ЗАДАНИЕ:
Ответьте на вопросы по тексту о Зыте Рудзкой:
1. Какой факультет окончила Зыта Рудзкая?
2. Где к Роме Донбровской подходит молодой мужчина?
3. Какому девизу остается верна героиня романа «Слово за слово»?

Зыта Рудзкая: «Литература — не светские разговоры»

Зыта Рудзкая (род. 1964) — польская писательница, драматург, автор сценариев к фильмам об искусстве, психолог. Выпускница факультета психологии университета кардинала Стефана Вышинского в Варшаве. Лауреат множества премий. По ее сценарию снят фильм о художнице-сюрреалистке и поэтессе Эрне Розенштейн. Картина «Эрна Розенштейн. Вечность для Никого» (Erna Rosenstein. Wieczność dla Nikogo) была награждена на фестивале документального кино в Кракове (1995). Театральная постановка ее пьесы «Цукер лифчик» («Cukier Stanik» ) режиссера Агаты Пущ, получила премию «Gold Remi» на Международном фестивале независимого кино в Хьюстоне (2016). Ее книги переведены на русский, немецкий, французский, чешский, итальянский, английский, хорватский и японский языки. 

«Однажды ко мне подошел мужчина с сигаретой: огонька не найдется? Ответ занял у меня несколько лет, но вопрос был словно искра. Мое воображение занялось и оставалось охваченным пламенем».

На первый взгляд роман начинается довольно заурядно. Однажды к Роме Донбровской, старой поэтессе, на остановке подкатывает молодой мужчина. Короткая встреча становится для нее своеобразным открытием — она осознает, что ее сексуальная жизнь подходит к концу. С этого момента Рома начинает подводить итоги: извлекает из памяти эротические приключения, короткие мгновения страсти и любовные переживания. Постепенно Рома открывает себя в разных ролях: дочери, жены, писателя и матери. Вспоминая давние интрижки, она размышляет о том, что случилось с ее гениальной дочерью, которая однажды ушла от нее. Поиски дочери станут для Ромы столь же важны, как и поиски ответа на вопрос, кто, собственно, она такая, и что значат для нее люди, которых она когда-либо встретила на жизненном пути.

«Слово за слово» («Krótka wymiana ognia») — полный иронии и искрометного юмора портрет женщины, тело которой, без ее согласия, решило состариться. Бывшие поклонники, бывшие мужья, образ матери возвращающейся в гротескных видениях героини, которая, анализируя свои неудачи, остается верной девизу: «Когда грустно, пусть будет хотя бы весело».

СОДЕРЖИМОЕ НАБОРА ДАННЫХ:

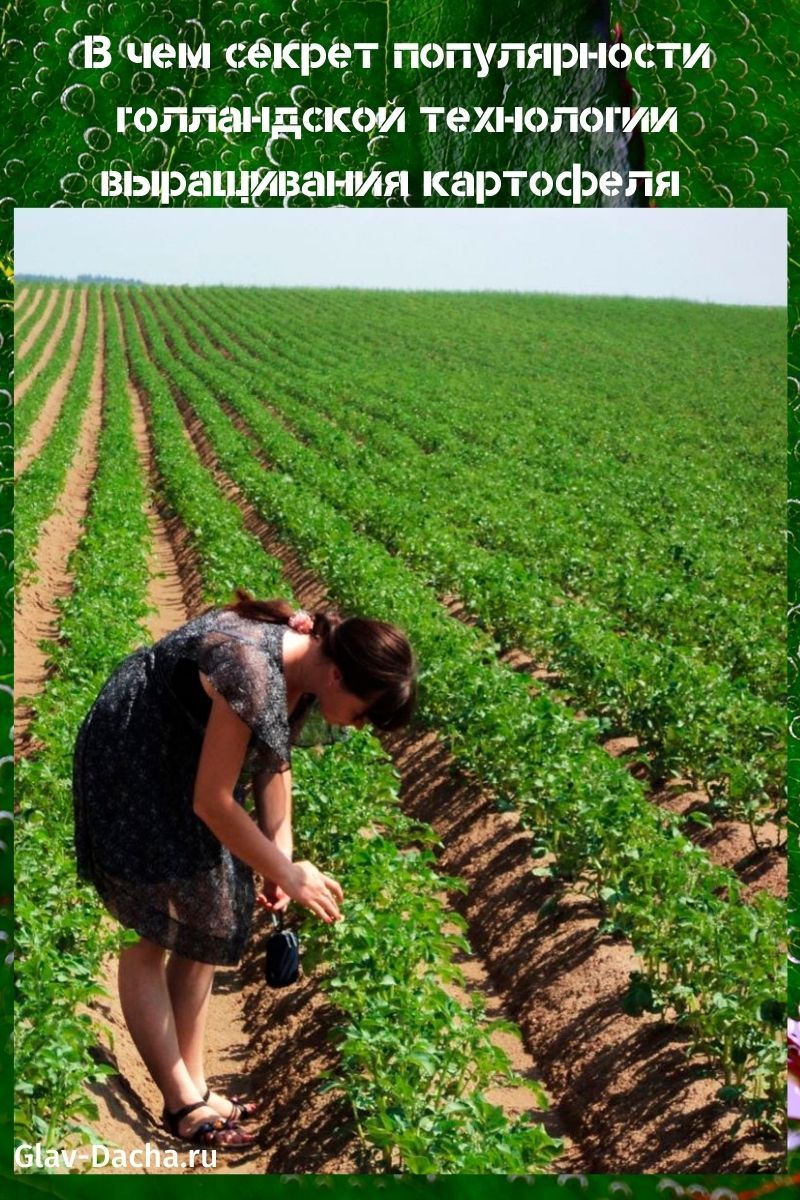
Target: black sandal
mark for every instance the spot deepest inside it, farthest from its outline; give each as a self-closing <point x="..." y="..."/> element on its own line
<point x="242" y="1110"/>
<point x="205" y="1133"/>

ОТВЕТ:
1. Факультет психологии университета кардинала Стефана Вышинского в Варшаве.
2. На остановке.
3. «Когда грустно, пусть будет хотя бы весело».